[Stored data entries]

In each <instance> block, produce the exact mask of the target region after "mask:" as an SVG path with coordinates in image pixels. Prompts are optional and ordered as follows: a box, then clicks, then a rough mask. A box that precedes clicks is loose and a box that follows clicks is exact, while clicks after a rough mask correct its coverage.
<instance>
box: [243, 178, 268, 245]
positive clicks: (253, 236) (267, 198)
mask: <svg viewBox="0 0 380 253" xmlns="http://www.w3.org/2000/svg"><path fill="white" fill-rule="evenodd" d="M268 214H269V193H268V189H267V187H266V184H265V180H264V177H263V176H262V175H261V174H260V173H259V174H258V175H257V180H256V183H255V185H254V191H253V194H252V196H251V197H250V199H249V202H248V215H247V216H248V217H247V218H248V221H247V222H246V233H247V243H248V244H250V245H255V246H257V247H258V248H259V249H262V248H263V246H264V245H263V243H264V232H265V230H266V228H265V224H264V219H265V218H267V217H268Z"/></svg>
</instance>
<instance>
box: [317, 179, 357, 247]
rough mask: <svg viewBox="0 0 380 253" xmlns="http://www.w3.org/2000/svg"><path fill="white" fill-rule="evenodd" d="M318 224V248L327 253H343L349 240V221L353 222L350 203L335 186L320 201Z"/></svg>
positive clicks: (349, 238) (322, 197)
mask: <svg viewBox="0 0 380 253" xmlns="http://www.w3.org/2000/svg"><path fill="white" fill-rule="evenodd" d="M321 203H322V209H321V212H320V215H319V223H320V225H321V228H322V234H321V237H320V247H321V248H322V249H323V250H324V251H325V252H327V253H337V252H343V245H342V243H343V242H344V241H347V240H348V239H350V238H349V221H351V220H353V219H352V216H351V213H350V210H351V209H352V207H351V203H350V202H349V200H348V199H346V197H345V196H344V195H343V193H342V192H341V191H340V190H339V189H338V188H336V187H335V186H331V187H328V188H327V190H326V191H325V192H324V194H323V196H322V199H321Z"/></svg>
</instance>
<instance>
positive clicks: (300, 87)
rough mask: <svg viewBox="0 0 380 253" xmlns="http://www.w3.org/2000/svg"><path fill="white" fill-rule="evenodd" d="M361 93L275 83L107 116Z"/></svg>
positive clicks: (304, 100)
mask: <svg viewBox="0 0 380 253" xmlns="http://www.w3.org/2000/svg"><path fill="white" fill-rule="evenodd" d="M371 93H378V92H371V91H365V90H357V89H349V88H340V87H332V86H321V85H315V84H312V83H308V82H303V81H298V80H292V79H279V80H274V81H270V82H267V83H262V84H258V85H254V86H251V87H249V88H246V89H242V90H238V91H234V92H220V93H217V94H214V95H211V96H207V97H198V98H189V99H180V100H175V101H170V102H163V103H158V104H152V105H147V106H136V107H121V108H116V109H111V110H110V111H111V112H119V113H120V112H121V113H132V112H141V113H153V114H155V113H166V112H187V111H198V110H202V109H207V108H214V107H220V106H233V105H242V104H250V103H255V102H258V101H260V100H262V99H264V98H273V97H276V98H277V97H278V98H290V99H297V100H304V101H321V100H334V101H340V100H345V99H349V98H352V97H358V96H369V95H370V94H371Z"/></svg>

▶ What to do:
If a line in the records above contains the string "rough", copy that line out.

▶ Answer to this problem:
In each <instance> block, produce the exact mask of the target region after "mask:" as an SVG path with coordinates in image pixels. Prompts are optional and ordered as follows: a box, then clicks, then a rough mask. A box that precedes clicks is loose and a box that follows clicks is exact, while clicks after a rough mask correct its coverage.
rough mask: <svg viewBox="0 0 380 253" xmlns="http://www.w3.org/2000/svg"><path fill="white" fill-rule="evenodd" d="M318 224V248L327 253H343L349 240V221L353 222L350 203L335 186L320 201Z"/></svg>
rough mask: <svg viewBox="0 0 380 253" xmlns="http://www.w3.org/2000/svg"><path fill="white" fill-rule="evenodd" d="M361 93L275 83L107 116Z"/></svg>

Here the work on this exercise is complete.